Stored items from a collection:
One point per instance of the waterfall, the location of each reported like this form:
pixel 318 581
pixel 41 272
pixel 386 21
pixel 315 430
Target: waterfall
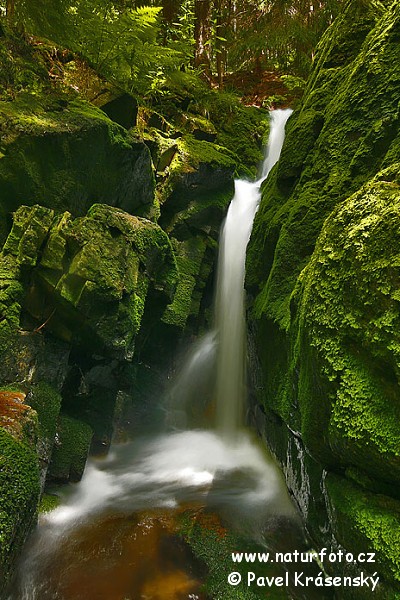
pixel 230 313
pixel 71 552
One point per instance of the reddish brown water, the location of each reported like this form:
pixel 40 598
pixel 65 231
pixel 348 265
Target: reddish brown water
pixel 124 558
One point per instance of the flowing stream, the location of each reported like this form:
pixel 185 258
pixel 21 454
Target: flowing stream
pixel 114 535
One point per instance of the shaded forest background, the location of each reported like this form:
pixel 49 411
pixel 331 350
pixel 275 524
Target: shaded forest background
pixel 148 48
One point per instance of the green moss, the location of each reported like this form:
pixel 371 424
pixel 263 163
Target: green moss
pixel 71 449
pixel 349 307
pixel 189 255
pixel 214 545
pixel 88 277
pixel 366 522
pixel 46 401
pixel 19 493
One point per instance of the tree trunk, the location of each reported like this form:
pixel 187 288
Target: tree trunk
pixel 202 35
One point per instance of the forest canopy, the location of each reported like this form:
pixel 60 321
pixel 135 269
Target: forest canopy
pixel 137 44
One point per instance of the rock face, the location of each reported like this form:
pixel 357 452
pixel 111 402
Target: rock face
pixel 67 156
pixel 108 243
pixel 323 270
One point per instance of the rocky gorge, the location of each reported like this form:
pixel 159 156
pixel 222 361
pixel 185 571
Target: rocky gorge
pixel 110 216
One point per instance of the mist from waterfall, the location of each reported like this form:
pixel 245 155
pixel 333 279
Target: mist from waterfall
pixel 230 295
pixel 71 556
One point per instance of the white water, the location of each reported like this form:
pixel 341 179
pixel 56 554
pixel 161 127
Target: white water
pixel 190 467
pixel 230 310
pixel 237 480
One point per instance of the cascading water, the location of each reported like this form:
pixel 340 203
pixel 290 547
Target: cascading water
pixel 94 545
pixel 230 314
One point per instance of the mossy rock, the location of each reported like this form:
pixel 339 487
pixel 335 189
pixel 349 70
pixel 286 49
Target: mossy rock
pixel 73 439
pixel 365 522
pixel 46 401
pixel 349 305
pixel 69 157
pixel 322 266
pixel 19 485
pixel 90 276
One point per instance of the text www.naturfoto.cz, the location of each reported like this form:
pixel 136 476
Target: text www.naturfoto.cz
pixel 304 557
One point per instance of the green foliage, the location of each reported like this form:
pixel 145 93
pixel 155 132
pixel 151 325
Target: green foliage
pixel 71 449
pixel 121 43
pixel 367 522
pixel 19 485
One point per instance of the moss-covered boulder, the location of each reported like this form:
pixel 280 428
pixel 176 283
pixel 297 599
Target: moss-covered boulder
pixel 89 276
pixel 322 269
pixel 19 478
pixel 67 155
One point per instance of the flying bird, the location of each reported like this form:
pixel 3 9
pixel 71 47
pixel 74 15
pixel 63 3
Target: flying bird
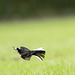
pixel 26 53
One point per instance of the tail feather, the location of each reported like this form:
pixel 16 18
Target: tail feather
pixel 39 53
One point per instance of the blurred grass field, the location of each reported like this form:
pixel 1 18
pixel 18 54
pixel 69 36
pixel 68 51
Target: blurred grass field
pixel 56 35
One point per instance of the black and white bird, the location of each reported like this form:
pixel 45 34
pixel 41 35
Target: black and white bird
pixel 26 53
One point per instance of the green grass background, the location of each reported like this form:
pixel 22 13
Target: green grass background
pixel 55 35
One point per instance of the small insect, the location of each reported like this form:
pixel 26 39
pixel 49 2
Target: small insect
pixel 26 53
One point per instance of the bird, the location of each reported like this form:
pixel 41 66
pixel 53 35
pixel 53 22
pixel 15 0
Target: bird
pixel 26 53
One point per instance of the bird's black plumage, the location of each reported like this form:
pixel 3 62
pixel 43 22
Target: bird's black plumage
pixel 26 53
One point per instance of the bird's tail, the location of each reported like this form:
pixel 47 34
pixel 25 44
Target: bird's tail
pixel 39 53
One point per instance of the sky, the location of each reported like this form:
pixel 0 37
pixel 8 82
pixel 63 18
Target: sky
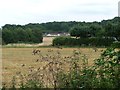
pixel 40 11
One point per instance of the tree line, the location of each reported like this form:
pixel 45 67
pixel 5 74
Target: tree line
pixel 33 32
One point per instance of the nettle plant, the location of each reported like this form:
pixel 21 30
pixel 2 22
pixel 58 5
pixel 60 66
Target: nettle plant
pixel 108 69
pixel 72 71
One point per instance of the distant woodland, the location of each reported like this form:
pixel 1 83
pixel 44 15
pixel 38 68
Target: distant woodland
pixel 33 32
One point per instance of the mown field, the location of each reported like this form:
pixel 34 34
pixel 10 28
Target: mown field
pixel 21 59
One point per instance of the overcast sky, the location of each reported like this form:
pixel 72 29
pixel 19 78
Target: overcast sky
pixel 39 11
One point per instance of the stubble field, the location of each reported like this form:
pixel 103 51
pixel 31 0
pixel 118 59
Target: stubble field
pixel 21 59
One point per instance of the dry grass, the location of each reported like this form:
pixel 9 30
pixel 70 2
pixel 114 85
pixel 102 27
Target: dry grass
pixel 21 59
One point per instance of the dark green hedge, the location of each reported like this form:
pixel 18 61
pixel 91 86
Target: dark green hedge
pixel 68 41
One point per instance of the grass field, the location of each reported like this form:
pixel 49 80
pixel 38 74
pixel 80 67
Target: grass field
pixel 14 58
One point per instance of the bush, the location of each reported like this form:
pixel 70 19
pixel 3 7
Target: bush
pixel 116 45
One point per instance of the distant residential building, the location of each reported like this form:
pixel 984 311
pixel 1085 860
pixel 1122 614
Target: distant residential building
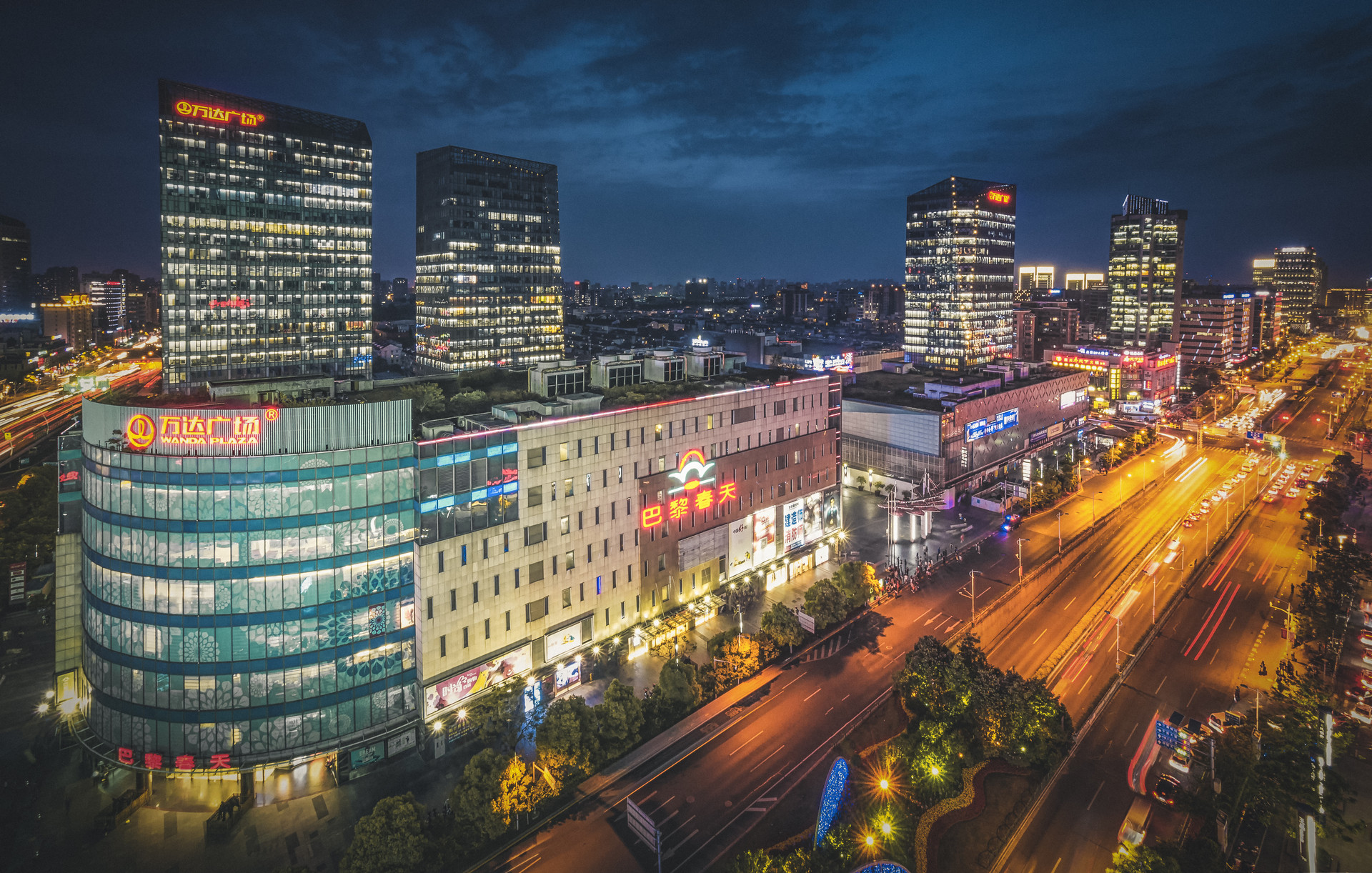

- What to produce: Write out all of the entries above as a numbered list, omitting any blank lines and leaving the pictures out.

- Task solution:
1. One point per instance of the waterfall, the location of each reported like this form:
2. pixel 318 581
3. pixel 41 272
4. pixel 386 21
5. pixel 315 430
6. Target: waterfall
7. pixel 230 313
8. pixel 71 552
9. One point per instance of the reddish brown water, the location of each reported like this form:
10. pixel 40 598
11. pixel 65 231
12. pixel 348 265
13. Target: reddish brown water
14. pixel 124 558
15. One point per instance of the flowing stream, the location of each reported like this form:
16. pixel 185 258
17. pixel 21 454
18. Target: flowing stream
19. pixel 114 535
20. One point per instance of the shaded forest background, the location of each reported like this form:
21. pixel 49 411
22. pixel 331 350
23. pixel 275 524
24. Target: shaded forest background
25. pixel 148 48
26. One point per instance of the green moss, the location of each reported like this form:
27. pixel 371 424
28. pixel 263 163
29. Target: green moss
30. pixel 71 449
31. pixel 349 307
32. pixel 189 255
33. pixel 214 545
34. pixel 88 277
35. pixel 366 522
36. pixel 46 401
37. pixel 19 493
38. One point per instance of the tree trunk, the location of each reported like this form:
39. pixel 187 288
40. Target: tree trunk
41. pixel 202 35
42. One point per instance of the forest canopy, the location of each reported like this form:
43. pixel 60 321
44. pixel 135 269
45. Target: forest canopy
46. pixel 137 44
47. One point per instance of the rock face, the location of each reported like this form:
48. pixel 357 452
49. pixel 111 402
50. Target: rock face
51. pixel 67 156
52. pixel 108 243
53. pixel 323 270
54. One point per instance of the rocky gorge, the location of each reported like this form:
55. pixel 159 156
56. pixel 222 361
57. pixel 185 571
58. Target: rocky gorge
59. pixel 110 216
60. One point per instance of the mist from waterfall, the location of each reported like this form:
61. pixel 245 155
62. pixel 333 279
63. Target: mist from waterfall
64. pixel 230 295
65. pixel 71 556
66. One point per instance of the white water, the location of each reported like this form:
67. pixel 341 179
68. pixel 56 554
69. pixel 161 127
70. Target: white water
71. pixel 190 467
72. pixel 230 310
73. pixel 237 480
74. One point per instance of the cascading water, the location of each reported like this form:
75. pixel 340 203
76. pixel 290 547
77. Target: cascading water
78. pixel 94 545
79. pixel 230 314
80. One point per instance of the mossy rock, the location of each reported like this form:
81. pixel 339 487
82. pixel 335 189
83. pixel 349 70
84. pixel 286 49
85. Target: mossy rock
86. pixel 73 439
87. pixel 365 522
88. pixel 46 401
89. pixel 349 305
90. pixel 69 157
91. pixel 322 266
92. pixel 19 485
93. pixel 90 276
94. One point per instance of the text www.naturfoto.cz, the location of each reported like this form:
95. pixel 136 476
96. Target: text www.naturfoto.cz
97. pixel 304 557
98. One point per instance of the green foliage, the location of each reported like this form:
99. pixel 145 93
100. pixel 155 132
101. pixel 151 325
102. Target: green foliage
103. pixel 71 449
104. pixel 121 43
105. pixel 367 522
106. pixel 19 485
107. One point per instance of the moss-covered boulder, the location of each reported like this form:
108. pixel 280 428
109. pixel 176 283
110. pixel 297 599
111. Target: moss-covered boulder
112. pixel 89 276
113. pixel 322 269
114. pixel 19 478
115. pixel 67 155
116. One point per instance of the flying bird, the location of each reported like this form:
117. pixel 3 9
118. pixel 71 47
119. pixel 74 15
120. pixel 63 3
121. Target: flying bird
122. pixel 26 53
123. One point per instance of the tail feather, the location of each reported like this form:
124. pixel 16 18
125. Target: tail feather
126. pixel 39 53
127. One point per instance of the blurred grass field, the location of each reported like this form:
128. pixel 1 18
129. pixel 18 54
130. pixel 69 36
131. pixel 68 51
132. Target: blurred grass field
133. pixel 56 35
134. One point per instance of the black and white bird, the location of each reported like this form:
135. pixel 45 34
136. pixel 41 35
137. Target: black and white bird
138. pixel 26 53
139. One point per instance of the green grass background, the location of each reported like this form:
140. pixel 22 13
141. Target: green grass background
142. pixel 55 35
143. One point per instance of the small insect, the location of each reported like this form:
144. pixel 26 39
145. pixel 49 2
146. Target: small insect
147. pixel 26 53
148. One point per instance of the bird, the location of each reported like this form:
149. pixel 41 66
150. pixel 53 35
151. pixel 53 22
152. pixel 15 0
153. Target: bird
154. pixel 26 53
155. One point per instance of the bird's black plumage, the location of each reported like this form:
156. pixel 3 62
157. pixel 43 22
158. Target: bird's black plumage
159. pixel 26 53
160. One point per instance of the bird's tail, the location of each reported like this form:
161. pixel 47 34
162. pixel 25 44
163. Target: bird's tail
164. pixel 39 53
165. One point per instance of the sky, the location of each reported like this form:
166. pixel 0 37
167. pixel 8 82
168. pixel 63 18
169. Target: sky
170. pixel 40 11
171. One point per instance of the tree line, the location of each reported like this form:
172. pixel 45 67
173. pixel 5 74
174. Target: tree line
175. pixel 33 32
176. One point per instance of the nettle plant, the location of each reported like this form:
177. pixel 21 30
178. pixel 2 22
179. pixel 58 5
180. pixel 60 66
181. Target: nettle plant
182. pixel 108 69
183. pixel 72 71
184. One point per instance of the distant woodland, the location of each reported like this form:
185. pixel 1 83
186. pixel 44 15
187. pixel 38 68
188. Target: distant woodland
189. pixel 33 32
190. One point per instance of the mown field, the location of each reported like this form:
191. pixel 34 34
192. pixel 10 28
193. Target: mown field
194. pixel 21 59
195. One point per instance of the overcast sky, the location of each reported like this form:
196. pixel 72 29
197. pixel 19 78
198. Target: overcast sky
199. pixel 39 11
200. One point per instance of the stubble field, the location of each reported like this form:
201. pixel 103 51
202. pixel 31 0
203. pixel 118 59
204. Target: stubble field
205. pixel 21 59
206. One point per instance of the dry grass, the location of each reported like this form:
207. pixel 9 30
208. pixel 70 2
209. pixel 114 85
210. pixel 102 27
211. Target: dry grass
212. pixel 21 59
213. One point per instance of the dark green hedge, the location of each reported like this form:
214. pixel 18 61
215. pixel 91 86
216. Target: dark green hedge
217. pixel 68 41
218. One point per instance of the grass field, the location of each reported like this form:
219. pixel 49 80
220. pixel 38 74
221. pixel 80 67
222. Target: grass field
223. pixel 14 58
224. One point per instance of the bush, the location of each reported like this form:
225. pixel 70 19
226. pixel 3 7
227. Target: bush
228. pixel 116 45
229. One point per instance of the distant residential building, the location of each reported like this form:
230. pixel 984 311
231. pixel 1085 860
232. pixel 1122 614
233. Target: distant residential building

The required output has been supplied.